◆ **Teks Bacaan**
Baca berita dengan sedikit iklan, klik di sini

Politik

Momen

14 November 2016 | 00.00 WIB

Image of Tempo
Perbesar

Baca berita dengan sedikit iklan, klik di sini

Antasari Azhar Bebas Bersyarat

NARAPIDANA pembunuhan Nasrudin Zulkarnaen Iskandar, Antasari Azhar, mendapatkan status bebas bersyarat. Terhitung mulai Kamis pekan lalu, mantan Ketua Komisi Pemberantasan Korupsi itu keluar dari Lembaga Pemasyarakatan Kelas I Dewasa Pria Tangerang, Banten. Antasari dihukum 18 tahun penjara karena terbukti membunuh Nasrudin, Direktur PT Putra Rajawali Banjaran, pada Maret 2009.

Pada 6 September 2011, Antasari mengajukan permohonan peninjauan kembali atas kasusnya, tapi ditolak. Dia mendapatkan remisi 4 tahun 6 bulan. Antasari baru akan bebas pada 2022. Sebelum bebas bersyarat, ia menjalani asimilasi bekerja di kantor notaris Handoko Halim di Tangerang selama satu tahun.

Antasari menyatakan tak akan membalas dendam kepada orang yang menjebloskannya ke penjara. "Saya sudah capek. Marah dan dendam saya tinggalkan di dalam penjara," katanya. Meski begitu, Antasari tetap menyangkal terlibat pembunuhan seperti dakwaan jaksa.

Adik Nasrudin, Andi Samsudin Iskandar, meminta Antasari mengungkap pembunuh kakaknya. Menurut dia, Antasari pernah berjanji akan menunjuk pembunuh Nasrudin setelah bebas. "Kami berharap Antasari memenuhi janjinya," ujarnya.

Dari KPK ke Penjara

ANTASARI Azhar mengakhiri kariernya sebagai petinggi penegak hukum dengan noda. Mantan Ketua Komisi Pemberantasan Korupsi ini dihukum melakukan pembunuhan berencana terhadap Direktur PT Putra Rajawali Banjaran Nasrudin Zulkarnaen Iskandar.

2007

5 Desember
Antasari terpilih menjadi Ketua Komisi Pemberantasan Korupsi.

2008

22 Mei
Rhani Juliani menemui Antasari di Kamar 803 Hotel Gran Mahakam, Jakarta Selatan. Dia mengaku mengalami pelecehan seksual dan diberi US$ 500. Saat inilah Nasrudin Zulkarnaen datang menggerebek.

2009

14 Maret
Nasrudin Zulkarnaen ditembak di kawasan Danau Modernland, Tangerang. Sehari kemudian, ia meninggal di Rumah Sakit Pusat Angkatan Darat Gatot Soebroto.

29 April
Tim Markas Besar Kepolisian RI dan Kepolisian Daerah Metro Jaya menetapkan sembilan tersangka. Mereka antara lain Sigid Haryo Wibisono, Komisaris Utama PT Pers Indonesia Merdeka.

4 Mei
Antasari dijadikan tersangka.

3 Juli
Berkas Antasari dilimpahkan ke Kejaksaan Agung.

◆ **Permintaan Tertulis**
Menurut berita tentang pembebasan bersyarat Antasari Azhar, berapa lama hukuman penjara yang dijatuhkan kepadanya?

◆ **Data yang Diberikan**
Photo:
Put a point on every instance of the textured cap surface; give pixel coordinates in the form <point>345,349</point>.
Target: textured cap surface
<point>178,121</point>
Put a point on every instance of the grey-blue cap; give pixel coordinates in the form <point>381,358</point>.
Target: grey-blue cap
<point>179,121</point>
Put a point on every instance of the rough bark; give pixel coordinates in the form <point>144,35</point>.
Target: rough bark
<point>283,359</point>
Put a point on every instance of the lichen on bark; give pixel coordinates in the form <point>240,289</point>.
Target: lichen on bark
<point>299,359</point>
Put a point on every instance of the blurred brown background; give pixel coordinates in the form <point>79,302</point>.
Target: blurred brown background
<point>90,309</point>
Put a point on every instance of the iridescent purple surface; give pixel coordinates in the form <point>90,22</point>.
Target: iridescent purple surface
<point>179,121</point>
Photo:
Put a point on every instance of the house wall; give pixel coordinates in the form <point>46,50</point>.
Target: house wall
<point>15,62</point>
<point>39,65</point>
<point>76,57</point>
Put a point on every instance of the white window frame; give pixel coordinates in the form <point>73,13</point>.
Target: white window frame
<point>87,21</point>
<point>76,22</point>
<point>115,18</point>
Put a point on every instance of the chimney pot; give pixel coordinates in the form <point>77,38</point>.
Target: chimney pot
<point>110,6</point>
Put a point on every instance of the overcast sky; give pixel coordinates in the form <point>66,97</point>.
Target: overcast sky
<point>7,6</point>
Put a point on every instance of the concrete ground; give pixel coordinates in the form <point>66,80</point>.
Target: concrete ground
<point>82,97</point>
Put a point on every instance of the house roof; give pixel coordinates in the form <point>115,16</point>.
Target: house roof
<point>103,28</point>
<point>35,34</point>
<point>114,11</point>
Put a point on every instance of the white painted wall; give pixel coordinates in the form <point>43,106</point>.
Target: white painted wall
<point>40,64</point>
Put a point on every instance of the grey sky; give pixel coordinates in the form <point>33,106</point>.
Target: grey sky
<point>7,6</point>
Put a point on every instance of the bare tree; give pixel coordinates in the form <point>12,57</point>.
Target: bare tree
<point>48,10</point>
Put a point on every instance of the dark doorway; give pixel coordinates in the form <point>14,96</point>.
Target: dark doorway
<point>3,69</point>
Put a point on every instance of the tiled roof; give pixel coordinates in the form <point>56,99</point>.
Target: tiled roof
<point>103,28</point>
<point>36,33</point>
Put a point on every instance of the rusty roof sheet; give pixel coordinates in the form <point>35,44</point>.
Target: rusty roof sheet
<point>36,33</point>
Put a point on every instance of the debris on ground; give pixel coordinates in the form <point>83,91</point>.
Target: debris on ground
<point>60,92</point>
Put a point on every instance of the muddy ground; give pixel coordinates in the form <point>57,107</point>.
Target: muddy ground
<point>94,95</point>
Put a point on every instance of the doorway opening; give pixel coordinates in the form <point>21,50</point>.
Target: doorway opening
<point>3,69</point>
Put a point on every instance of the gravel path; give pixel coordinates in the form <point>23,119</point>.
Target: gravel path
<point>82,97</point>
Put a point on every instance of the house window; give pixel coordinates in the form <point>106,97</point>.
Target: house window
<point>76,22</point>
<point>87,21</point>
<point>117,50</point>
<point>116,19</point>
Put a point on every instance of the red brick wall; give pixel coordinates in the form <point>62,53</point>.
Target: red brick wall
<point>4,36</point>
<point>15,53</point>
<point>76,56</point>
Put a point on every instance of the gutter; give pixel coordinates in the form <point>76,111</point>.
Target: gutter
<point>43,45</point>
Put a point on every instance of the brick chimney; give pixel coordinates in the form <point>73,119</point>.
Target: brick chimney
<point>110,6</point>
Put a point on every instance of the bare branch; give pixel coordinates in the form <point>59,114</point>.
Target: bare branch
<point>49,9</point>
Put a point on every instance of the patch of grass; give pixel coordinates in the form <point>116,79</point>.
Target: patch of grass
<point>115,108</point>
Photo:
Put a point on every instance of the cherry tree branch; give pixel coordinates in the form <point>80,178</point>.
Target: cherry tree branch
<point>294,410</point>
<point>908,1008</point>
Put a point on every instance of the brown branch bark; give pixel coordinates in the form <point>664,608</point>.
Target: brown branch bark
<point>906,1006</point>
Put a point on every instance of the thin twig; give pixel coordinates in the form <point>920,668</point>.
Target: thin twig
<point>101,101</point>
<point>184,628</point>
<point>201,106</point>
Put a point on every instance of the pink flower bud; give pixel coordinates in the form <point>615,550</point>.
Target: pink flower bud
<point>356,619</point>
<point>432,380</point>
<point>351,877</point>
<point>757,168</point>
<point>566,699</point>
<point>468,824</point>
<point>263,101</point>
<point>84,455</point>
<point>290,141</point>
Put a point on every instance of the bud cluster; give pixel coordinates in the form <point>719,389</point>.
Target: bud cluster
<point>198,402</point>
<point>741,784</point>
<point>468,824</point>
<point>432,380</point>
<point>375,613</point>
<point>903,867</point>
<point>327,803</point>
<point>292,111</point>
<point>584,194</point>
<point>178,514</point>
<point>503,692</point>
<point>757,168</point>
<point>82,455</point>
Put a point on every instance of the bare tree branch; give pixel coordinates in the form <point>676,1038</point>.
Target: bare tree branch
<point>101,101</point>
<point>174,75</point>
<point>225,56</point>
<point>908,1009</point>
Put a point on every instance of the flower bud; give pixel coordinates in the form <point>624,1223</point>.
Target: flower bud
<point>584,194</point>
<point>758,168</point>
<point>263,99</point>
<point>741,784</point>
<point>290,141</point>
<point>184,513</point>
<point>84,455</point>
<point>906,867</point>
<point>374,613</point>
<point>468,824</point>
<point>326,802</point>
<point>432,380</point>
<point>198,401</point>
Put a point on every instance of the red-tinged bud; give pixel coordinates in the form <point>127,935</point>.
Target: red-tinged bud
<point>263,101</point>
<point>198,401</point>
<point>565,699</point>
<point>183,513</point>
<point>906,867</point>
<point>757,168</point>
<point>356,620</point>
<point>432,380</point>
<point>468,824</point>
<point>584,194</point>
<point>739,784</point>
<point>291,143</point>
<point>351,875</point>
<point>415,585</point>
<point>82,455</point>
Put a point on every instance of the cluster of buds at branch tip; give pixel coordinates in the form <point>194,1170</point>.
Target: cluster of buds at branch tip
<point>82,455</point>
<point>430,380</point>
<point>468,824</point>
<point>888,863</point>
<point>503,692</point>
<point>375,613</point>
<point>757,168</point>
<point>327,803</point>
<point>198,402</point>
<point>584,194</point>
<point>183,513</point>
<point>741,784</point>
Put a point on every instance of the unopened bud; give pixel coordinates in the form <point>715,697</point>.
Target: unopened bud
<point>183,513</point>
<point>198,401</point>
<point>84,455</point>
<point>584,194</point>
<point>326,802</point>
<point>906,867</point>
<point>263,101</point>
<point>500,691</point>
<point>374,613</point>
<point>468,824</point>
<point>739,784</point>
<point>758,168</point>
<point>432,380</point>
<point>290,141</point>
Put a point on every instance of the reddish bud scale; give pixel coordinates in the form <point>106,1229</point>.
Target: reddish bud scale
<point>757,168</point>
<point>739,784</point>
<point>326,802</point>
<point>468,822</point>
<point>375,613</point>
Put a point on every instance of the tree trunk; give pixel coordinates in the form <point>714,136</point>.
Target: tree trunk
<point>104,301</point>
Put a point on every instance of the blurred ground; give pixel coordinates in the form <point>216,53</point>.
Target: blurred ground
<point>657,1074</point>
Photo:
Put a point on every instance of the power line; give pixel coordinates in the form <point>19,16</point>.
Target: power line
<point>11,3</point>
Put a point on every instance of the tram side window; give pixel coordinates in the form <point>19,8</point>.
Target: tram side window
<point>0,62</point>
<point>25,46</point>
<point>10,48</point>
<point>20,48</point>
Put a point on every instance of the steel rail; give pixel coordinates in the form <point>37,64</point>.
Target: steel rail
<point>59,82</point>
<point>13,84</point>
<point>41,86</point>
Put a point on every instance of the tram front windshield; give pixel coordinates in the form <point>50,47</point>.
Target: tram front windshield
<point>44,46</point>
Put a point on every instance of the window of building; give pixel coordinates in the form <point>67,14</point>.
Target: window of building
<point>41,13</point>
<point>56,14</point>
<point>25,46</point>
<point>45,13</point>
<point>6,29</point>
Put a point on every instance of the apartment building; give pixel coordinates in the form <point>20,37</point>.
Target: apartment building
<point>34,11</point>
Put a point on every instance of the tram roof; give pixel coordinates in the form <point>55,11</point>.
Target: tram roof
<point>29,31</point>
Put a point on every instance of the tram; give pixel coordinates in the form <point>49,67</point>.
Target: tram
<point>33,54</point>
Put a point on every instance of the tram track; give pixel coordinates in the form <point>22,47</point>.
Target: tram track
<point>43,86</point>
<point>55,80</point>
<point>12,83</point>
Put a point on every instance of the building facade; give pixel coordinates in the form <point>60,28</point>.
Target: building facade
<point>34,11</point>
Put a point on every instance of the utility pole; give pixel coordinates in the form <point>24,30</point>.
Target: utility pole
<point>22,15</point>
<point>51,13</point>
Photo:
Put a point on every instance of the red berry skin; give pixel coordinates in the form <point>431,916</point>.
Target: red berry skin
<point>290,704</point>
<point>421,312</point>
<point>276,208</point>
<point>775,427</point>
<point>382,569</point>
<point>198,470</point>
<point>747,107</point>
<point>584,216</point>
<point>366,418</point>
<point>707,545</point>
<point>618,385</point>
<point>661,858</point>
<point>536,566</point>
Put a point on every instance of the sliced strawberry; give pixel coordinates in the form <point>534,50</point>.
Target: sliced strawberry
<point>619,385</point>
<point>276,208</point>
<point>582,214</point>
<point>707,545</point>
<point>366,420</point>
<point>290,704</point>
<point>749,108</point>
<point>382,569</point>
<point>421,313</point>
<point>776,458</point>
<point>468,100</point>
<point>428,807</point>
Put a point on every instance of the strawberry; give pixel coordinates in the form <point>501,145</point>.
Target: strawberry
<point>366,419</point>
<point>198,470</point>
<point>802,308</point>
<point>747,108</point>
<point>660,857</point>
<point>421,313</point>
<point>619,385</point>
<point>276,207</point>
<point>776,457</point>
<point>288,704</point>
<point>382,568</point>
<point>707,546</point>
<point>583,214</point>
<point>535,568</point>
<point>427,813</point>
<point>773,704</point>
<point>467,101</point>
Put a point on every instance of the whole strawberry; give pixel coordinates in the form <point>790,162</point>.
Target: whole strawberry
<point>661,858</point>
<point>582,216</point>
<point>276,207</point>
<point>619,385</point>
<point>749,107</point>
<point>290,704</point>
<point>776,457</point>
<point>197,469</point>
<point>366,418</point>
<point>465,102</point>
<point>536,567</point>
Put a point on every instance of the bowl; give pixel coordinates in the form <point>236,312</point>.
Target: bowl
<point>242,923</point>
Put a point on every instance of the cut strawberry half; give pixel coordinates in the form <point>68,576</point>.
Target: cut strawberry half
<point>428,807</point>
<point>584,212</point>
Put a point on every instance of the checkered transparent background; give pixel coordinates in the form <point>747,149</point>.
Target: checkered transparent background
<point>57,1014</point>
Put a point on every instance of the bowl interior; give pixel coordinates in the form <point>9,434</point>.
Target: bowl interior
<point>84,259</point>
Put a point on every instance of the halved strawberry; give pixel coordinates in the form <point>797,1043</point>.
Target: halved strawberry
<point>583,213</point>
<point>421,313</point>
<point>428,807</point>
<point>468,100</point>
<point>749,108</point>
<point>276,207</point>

◆ **Penyelesaian Tugas**
18 tahun penjara.